=== GIVEN PASSAGE ===

AMA bills for lobbying supercommittee as high as during healthcare bill debate
The American Medical Association spent almost as much money on lobbyists this summer as it did during the height of the healthcare reform debate.
The AMA spent more than $7.2 million on lobbying in the third quarter of this year, according to disclosure records that became public Thursday. That’s a 66 percent jump over the previous quarter.
{mosads}An AMA spokesperson said lobbying spiked because the group has been pushing the supercommittee to replace Medicare’s payment system. Repealing the formula, known as the sustainable growth rate (SGR), is always at the top of the AMA’s legislative agenda. But it has launched an especially big push with the supercommittee.
That campaign gave the AMA’s lobbyists their second-biggest quarter of the Obama administration. Only at the end of 2010 — the peak of the healthcare reform debate — did the AMA spend more on lobbying than it did this summer.
The SGR calls for automatic reductions in doctors’ Medicare payments. Without fail, Congress delays each cut just before it takes effect. The cuts then accumulate, making each temporary patch more expensive and putting doctors at risk of an increasingly big hit if Congress doesn’t intervene.
Although a permanent SGR repeal would be expensive, the AMA argues that it’s more cost-effective than continuing to offset temporary patches.
“New payment methods are needed that maintain access and encourage the delivery of high-quality care,” the AMA said Thursday in a letter to lawmakers. “Another temporary patch to avoid next year’s cuts does not deliver the stability that people with Medicare need.”
The AMA was one of the few healthcare groups to significantly boost its lobbying in the third quarter. The pharmaceutical industry’s top trade group spent about $4.7 million, roughly the same as the second quarter. The American Hospital Association spent $4.8 million, compared with about $4.2 million in the second quarter.

=== DATA SUPPLIED ===

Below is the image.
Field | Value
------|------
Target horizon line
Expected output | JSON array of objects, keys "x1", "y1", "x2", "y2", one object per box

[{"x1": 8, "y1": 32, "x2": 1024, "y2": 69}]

===
=== DATA SUPPLIED ===

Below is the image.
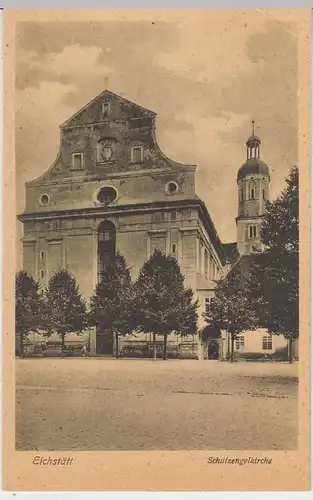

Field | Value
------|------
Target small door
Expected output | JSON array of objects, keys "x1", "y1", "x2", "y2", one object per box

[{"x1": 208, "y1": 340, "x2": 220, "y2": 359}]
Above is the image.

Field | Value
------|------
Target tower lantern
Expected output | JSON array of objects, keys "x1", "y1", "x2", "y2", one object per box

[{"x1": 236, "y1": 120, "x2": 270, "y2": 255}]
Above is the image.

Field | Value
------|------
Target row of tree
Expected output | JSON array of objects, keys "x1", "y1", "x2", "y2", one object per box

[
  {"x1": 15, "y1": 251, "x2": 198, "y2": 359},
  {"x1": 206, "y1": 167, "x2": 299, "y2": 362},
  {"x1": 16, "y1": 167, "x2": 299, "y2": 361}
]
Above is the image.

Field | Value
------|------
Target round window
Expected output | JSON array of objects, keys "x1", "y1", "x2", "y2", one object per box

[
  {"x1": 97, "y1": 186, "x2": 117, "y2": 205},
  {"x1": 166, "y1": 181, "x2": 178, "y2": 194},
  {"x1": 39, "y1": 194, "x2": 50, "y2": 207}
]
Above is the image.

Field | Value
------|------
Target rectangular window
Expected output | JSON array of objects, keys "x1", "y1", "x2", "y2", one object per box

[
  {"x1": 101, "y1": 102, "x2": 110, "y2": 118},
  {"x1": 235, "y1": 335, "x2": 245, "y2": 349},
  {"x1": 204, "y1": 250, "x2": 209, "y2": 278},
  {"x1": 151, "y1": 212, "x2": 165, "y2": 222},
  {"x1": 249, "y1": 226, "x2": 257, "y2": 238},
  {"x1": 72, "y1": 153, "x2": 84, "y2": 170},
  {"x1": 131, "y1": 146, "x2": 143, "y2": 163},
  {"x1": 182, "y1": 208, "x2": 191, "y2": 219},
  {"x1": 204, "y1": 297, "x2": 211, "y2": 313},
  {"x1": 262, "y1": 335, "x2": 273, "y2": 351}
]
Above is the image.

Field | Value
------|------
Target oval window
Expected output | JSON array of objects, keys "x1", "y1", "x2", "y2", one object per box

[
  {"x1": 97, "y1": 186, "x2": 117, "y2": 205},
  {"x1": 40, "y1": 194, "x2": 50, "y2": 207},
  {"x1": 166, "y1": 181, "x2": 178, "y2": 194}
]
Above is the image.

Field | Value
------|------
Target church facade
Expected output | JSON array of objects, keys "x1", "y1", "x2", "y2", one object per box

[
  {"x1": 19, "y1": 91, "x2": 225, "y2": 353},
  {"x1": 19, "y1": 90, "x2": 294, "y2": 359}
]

===
=== DATA SUPPLIED ===

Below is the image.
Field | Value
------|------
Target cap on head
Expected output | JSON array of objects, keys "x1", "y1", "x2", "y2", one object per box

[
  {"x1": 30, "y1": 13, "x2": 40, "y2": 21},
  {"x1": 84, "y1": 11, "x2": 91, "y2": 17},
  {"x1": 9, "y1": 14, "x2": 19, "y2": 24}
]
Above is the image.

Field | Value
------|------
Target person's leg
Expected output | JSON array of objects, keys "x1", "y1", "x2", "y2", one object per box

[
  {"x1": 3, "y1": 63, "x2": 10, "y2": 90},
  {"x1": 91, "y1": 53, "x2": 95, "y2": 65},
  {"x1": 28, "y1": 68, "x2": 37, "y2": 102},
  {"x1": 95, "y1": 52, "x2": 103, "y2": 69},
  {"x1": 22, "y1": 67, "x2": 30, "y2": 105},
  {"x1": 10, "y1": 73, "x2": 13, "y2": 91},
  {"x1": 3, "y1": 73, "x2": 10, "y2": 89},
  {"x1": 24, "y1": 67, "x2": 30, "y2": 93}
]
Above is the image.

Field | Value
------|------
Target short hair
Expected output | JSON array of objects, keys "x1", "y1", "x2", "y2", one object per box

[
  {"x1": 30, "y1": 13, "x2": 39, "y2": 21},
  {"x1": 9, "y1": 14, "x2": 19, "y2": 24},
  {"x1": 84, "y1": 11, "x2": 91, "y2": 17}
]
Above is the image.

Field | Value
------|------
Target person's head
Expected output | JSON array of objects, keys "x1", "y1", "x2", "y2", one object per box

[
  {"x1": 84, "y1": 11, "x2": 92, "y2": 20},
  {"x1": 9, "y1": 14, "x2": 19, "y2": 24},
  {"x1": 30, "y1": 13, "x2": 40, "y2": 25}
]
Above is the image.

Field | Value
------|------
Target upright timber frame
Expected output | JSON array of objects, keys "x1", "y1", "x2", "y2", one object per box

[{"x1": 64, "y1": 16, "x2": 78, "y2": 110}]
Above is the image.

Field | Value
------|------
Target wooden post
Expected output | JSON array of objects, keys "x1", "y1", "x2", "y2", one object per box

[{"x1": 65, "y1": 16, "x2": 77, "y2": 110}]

===

EXERCISE: What is the Medicare payment formula that the AMA wants repealed called, according to the article on AMA lobbying?

TASK ANSWER: The sustainable growth rate (SGR).